## WORK REQUIRED
Only the lines from the one that contains "Query: red curling iron clamp" through the last line of the records should appear, each printed exactly as it is.

## THE INPUT

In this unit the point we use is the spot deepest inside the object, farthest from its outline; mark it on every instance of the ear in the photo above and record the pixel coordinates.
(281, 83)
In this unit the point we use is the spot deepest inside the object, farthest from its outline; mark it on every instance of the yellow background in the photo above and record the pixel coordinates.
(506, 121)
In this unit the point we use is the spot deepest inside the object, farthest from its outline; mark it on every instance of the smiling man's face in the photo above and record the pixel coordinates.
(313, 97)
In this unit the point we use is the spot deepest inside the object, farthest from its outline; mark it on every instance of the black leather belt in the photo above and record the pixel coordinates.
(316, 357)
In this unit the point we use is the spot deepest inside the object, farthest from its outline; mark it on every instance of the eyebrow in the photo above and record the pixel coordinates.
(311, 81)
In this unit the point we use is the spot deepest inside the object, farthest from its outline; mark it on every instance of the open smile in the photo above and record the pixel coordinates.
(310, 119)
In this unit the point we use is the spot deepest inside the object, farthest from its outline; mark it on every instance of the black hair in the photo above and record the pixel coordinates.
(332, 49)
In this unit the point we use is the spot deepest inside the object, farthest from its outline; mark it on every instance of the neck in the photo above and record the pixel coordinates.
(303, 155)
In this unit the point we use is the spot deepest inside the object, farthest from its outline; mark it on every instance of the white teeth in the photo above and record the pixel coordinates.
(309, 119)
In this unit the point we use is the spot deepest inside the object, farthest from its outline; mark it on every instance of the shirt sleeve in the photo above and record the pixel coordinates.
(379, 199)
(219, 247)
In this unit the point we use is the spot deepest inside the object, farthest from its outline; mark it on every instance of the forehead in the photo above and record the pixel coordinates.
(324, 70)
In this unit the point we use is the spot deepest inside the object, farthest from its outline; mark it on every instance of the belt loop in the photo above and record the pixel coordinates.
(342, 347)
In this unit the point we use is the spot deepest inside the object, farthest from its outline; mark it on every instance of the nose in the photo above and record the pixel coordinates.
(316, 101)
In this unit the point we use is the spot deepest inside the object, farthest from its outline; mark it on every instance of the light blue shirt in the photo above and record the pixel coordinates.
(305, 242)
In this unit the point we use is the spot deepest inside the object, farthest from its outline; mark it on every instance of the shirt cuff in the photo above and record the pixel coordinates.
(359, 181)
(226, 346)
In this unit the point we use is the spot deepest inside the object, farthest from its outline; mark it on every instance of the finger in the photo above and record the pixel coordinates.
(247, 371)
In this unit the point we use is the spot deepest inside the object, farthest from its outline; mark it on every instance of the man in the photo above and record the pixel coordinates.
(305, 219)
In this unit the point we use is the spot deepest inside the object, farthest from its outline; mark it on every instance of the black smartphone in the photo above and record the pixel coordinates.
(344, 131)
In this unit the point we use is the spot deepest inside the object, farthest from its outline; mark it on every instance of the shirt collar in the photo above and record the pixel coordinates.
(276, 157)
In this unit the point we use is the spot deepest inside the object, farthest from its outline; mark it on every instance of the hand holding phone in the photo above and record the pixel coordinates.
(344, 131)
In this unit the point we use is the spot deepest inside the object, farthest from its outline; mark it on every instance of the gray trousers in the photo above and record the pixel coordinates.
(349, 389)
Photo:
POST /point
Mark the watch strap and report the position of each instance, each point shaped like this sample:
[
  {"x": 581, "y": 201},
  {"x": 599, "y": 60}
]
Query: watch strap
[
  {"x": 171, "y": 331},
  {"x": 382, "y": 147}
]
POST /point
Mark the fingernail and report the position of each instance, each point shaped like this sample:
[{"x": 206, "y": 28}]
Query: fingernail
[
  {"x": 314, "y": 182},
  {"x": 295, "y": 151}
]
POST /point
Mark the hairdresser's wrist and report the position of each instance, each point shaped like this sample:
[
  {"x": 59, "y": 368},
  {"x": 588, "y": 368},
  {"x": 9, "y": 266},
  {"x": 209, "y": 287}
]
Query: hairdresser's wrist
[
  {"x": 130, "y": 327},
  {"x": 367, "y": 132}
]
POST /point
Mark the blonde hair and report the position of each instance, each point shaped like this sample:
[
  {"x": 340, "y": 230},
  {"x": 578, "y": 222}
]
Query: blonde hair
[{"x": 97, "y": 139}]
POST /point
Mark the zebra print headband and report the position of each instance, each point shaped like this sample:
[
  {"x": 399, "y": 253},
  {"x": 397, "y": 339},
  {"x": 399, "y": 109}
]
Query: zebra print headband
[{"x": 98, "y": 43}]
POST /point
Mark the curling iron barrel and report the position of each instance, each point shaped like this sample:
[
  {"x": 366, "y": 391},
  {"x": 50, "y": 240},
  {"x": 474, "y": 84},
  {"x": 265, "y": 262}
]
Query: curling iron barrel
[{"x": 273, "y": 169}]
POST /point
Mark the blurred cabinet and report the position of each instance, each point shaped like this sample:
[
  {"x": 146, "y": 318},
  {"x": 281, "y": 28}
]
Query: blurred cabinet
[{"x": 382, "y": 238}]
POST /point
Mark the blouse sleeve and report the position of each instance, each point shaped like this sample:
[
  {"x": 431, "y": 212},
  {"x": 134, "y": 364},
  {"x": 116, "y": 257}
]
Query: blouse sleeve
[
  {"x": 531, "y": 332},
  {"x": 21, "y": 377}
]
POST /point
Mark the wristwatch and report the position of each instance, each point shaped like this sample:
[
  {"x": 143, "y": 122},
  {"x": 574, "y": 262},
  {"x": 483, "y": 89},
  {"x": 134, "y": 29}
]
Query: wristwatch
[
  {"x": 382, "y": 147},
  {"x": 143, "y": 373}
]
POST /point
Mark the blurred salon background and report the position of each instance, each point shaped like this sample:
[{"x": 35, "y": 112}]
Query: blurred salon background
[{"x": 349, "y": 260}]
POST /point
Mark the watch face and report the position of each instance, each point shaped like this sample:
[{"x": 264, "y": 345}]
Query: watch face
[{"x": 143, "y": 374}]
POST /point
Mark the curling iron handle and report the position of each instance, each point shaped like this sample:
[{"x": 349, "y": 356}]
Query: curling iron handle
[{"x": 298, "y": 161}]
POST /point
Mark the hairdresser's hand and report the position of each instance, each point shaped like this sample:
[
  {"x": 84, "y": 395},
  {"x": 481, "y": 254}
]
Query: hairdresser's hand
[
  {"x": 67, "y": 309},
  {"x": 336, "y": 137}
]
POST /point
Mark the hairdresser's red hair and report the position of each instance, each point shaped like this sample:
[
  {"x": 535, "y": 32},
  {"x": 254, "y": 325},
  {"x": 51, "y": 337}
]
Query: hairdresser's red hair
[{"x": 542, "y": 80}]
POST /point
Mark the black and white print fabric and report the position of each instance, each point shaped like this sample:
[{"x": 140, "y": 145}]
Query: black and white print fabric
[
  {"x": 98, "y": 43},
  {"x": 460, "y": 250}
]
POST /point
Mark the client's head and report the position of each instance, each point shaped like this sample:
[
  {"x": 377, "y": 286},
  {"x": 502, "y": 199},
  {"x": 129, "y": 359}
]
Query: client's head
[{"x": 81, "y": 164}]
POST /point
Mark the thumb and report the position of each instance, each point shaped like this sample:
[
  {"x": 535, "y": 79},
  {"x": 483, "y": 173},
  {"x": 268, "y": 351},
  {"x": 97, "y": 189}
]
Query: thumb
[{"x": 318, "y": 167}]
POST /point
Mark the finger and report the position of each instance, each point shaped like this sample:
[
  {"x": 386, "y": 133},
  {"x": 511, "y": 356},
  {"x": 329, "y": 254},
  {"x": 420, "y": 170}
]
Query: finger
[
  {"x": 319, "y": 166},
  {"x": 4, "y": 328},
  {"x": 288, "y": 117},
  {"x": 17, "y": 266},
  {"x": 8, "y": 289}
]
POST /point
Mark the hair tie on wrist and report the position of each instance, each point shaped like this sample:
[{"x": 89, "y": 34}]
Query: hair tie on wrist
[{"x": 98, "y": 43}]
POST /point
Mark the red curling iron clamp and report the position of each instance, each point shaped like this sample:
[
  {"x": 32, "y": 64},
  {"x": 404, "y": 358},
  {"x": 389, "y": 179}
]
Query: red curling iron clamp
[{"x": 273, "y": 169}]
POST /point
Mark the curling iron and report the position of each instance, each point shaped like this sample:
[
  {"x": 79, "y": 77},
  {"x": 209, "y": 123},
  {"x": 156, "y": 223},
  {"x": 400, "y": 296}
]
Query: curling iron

## YOUR RESPONSE
Query: red curling iron clamp
[{"x": 273, "y": 169}]
POST /point
Mark the curling iron and report the position of each instance, each point shaped like this sample:
[
  {"x": 79, "y": 77},
  {"x": 209, "y": 123},
  {"x": 156, "y": 223},
  {"x": 400, "y": 296}
]
Query: curling iron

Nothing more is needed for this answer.